**Task brief:** Transcribe everything in the Clojure text below, from "Learning Clojure: August" down to "summing over it.".
======== Text block
Learning Clojure: August 2010

;; Three very fundamental operators in any sort of programming are map, filter
;; and reduce.

;; They represent the common programming tasks of transforming a collection,
;; selecting from it, and summing over it.

;; Most people think that map and filter are fairly obvious, but there seems to
;; be a certain amount of confusion about reduce.

;; But it's actually very simple in concept, and represents an easy idea.


;; Often one needs to loop over a collection, and store results in an
;; accumulator.

;; The simplest example of a reduction would be adding the numbers in a list.

;; Suppose the numbers are 1,2,3,4,5,6,7,8,9,10 and we want to find their sum

;; In C, or another naturally imperative language, we'd say:

;; int list[]={1,2,3,4,5,6,7,8,9,10};

;; int len=10;

;; int a=0;
;; int i;

;; for (i=0; i<len; i++){
;;      a += list[i];
;; }

;; Using atoms to provide mutable state, we can do something similar in Clojure:


(def lst '(1 2 3 4 5 6 7 8 9 10))
================
======== Dataset entries
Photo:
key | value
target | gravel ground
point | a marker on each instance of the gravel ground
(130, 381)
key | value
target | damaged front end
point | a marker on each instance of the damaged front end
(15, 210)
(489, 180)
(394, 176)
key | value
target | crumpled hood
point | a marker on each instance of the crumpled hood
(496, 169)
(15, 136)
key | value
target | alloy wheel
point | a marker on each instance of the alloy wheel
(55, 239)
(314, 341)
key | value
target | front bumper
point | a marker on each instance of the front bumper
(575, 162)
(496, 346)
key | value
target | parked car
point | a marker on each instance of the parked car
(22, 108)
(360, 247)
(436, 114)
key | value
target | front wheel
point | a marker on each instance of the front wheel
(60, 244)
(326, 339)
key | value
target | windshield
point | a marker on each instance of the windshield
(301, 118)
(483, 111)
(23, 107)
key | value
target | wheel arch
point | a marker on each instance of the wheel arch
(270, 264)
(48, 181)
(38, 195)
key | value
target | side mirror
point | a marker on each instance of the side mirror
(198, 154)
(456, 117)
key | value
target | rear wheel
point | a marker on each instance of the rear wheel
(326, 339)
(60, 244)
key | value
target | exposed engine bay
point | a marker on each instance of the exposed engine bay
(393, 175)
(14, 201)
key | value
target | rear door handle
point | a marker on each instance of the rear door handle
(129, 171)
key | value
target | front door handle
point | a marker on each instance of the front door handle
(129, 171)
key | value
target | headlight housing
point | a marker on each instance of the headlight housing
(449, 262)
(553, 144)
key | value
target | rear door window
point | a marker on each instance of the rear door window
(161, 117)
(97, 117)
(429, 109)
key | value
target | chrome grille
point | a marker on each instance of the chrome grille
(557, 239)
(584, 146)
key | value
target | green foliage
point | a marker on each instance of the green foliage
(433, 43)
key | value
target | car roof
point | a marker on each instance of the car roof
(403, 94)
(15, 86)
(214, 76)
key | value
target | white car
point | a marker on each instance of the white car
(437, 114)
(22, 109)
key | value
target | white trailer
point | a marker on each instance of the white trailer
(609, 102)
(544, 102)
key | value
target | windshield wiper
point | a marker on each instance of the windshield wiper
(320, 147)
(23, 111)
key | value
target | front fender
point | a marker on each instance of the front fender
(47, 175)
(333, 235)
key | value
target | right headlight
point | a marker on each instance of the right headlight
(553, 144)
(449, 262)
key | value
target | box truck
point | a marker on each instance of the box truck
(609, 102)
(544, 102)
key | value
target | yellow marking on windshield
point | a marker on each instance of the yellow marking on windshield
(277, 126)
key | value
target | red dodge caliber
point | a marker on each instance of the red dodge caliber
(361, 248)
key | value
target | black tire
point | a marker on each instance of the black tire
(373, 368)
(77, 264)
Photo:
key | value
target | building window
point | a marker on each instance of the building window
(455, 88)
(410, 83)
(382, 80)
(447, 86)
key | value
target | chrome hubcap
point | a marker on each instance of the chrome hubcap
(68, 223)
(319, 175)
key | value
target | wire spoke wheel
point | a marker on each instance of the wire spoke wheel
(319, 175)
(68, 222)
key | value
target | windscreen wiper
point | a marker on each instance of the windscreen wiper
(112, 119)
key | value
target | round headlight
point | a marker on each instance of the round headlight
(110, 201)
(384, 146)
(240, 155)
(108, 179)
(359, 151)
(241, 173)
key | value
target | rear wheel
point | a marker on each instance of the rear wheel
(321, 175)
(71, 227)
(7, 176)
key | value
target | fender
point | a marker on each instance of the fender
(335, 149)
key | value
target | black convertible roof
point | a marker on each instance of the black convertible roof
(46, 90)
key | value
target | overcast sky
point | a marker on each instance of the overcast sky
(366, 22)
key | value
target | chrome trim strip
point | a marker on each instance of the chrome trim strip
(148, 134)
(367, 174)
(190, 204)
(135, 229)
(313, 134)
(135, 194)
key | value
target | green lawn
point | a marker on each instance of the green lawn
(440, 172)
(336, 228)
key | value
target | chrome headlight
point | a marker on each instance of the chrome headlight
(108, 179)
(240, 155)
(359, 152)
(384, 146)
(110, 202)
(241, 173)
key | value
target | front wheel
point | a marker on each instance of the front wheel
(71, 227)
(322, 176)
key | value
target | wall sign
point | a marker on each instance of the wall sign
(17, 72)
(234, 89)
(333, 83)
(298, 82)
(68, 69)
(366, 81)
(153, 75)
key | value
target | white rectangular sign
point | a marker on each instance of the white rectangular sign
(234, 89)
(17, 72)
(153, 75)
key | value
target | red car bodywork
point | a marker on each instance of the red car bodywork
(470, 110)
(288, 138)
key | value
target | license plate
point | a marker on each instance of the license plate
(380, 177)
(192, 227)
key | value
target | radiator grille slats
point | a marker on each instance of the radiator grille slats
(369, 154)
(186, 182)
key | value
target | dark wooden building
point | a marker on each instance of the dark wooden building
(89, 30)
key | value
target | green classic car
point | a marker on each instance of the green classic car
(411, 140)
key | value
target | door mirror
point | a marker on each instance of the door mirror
================
**In response:**
Learning Clojure: August 2010

;; Three very fundamental operators in any sort of programming are map, filter
;; and reduce.

;; They represent the common programming tasks of transforming a collection,
;; selecting from it, and summing over it.